PROBLEM DETAILS: Of all the entries below, retype only the lines from the one with "Target: rust stain" through the one with "Target: weathered metal door", exactly as they appear.

DATA TO USE:

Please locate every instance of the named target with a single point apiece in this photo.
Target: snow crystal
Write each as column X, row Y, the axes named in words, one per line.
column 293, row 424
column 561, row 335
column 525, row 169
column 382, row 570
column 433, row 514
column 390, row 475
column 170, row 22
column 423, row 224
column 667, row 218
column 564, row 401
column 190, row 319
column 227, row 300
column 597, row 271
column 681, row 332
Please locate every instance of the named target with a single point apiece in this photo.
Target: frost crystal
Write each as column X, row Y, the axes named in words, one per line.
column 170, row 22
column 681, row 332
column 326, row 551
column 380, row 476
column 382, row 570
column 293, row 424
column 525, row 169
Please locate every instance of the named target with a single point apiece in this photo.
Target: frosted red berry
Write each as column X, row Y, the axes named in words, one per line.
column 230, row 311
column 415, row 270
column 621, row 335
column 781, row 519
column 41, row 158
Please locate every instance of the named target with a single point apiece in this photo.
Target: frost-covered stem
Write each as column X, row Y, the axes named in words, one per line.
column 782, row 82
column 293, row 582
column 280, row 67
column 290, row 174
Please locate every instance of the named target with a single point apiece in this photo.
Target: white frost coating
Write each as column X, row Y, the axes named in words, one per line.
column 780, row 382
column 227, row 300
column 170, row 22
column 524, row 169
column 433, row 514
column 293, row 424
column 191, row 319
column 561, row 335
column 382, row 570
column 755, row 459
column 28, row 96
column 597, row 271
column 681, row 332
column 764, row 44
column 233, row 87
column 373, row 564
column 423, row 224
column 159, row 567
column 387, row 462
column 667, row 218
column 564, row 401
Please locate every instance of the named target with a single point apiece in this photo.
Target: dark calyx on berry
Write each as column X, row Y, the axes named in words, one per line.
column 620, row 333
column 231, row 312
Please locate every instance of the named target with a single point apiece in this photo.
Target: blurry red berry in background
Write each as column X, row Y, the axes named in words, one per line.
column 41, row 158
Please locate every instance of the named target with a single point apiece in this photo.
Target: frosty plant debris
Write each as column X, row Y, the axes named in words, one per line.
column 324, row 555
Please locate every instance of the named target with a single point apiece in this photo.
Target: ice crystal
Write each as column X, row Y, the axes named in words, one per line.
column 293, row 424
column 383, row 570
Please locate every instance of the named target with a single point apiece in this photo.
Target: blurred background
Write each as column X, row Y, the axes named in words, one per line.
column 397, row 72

---

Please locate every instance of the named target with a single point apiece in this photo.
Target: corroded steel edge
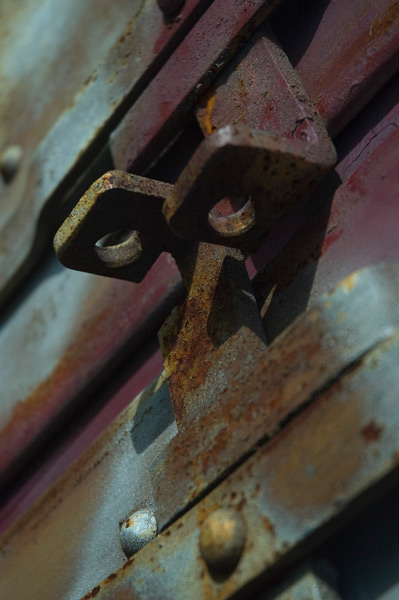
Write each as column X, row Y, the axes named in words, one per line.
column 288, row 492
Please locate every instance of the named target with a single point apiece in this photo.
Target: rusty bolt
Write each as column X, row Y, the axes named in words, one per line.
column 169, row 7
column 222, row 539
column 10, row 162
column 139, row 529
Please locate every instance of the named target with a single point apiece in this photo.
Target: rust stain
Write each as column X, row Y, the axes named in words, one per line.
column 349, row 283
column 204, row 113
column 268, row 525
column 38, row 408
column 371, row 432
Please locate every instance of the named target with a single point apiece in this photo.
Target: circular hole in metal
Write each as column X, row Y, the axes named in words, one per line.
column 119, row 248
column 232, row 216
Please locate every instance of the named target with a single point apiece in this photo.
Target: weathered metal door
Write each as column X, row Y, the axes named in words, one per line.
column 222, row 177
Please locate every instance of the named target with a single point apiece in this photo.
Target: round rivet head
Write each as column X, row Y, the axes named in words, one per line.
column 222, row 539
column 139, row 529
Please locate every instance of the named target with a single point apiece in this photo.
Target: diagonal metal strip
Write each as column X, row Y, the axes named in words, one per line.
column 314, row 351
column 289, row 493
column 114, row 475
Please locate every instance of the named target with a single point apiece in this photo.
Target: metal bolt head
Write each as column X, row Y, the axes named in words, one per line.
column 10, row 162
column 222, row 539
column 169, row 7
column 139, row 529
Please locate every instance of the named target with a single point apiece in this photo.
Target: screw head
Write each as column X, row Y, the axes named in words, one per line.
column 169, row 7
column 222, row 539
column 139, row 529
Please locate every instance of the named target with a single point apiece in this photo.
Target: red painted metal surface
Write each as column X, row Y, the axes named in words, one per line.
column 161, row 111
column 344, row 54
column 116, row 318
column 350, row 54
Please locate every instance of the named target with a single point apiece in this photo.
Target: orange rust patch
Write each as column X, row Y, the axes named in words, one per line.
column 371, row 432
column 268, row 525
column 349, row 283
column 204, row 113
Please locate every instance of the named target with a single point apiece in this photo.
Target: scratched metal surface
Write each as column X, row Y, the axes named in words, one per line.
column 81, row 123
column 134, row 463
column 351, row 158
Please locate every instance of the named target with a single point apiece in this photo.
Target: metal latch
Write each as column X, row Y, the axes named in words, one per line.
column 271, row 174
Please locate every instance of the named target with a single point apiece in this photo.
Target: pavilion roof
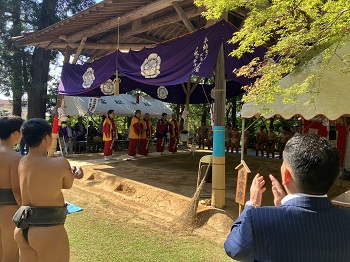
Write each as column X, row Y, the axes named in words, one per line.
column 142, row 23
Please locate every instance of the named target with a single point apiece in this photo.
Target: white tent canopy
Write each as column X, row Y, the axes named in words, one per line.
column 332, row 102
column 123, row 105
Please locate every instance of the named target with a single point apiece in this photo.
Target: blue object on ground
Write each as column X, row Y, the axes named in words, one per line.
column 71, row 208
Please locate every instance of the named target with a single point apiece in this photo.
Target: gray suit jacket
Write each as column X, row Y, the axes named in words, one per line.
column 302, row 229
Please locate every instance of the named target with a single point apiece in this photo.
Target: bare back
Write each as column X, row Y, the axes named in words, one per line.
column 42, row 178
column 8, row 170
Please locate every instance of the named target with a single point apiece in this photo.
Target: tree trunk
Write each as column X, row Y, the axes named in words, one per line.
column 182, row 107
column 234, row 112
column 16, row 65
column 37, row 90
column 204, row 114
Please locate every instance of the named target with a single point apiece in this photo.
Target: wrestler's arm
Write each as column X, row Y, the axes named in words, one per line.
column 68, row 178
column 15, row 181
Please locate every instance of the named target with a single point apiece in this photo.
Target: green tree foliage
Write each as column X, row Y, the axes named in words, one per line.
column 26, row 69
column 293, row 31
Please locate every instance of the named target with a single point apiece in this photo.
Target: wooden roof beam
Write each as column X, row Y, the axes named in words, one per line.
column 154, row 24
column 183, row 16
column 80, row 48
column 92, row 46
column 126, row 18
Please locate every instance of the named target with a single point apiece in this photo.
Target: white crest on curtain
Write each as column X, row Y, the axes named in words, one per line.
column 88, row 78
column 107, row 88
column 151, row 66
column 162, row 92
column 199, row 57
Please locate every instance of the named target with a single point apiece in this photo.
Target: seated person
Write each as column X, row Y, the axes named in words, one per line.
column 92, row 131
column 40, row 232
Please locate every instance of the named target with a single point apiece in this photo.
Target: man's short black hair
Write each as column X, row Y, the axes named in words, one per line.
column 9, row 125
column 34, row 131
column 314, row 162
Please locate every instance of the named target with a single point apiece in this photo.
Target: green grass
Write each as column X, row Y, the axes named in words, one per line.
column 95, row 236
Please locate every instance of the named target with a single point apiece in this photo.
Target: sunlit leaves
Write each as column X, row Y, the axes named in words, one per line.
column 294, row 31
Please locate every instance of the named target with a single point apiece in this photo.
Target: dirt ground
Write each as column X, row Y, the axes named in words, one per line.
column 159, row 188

RESPONSE TO THE EXERCISE:
Target: rust stain
Write each as column X, row Y, the axes named in words, one per line.
column 349, row 283
column 204, row 113
column 268, row 525
column 38, row 408
column 371, row 432
Please locate every instance of the named target with a single point apiece in this photo.
Target: circular hole in metal
Write each as column X, row Y, the axes named in words, one per line.
column 119, row 248
column 232, row 216
Please locate every instance of the named target with a single point apiece in this photo.
Target: weathered metal door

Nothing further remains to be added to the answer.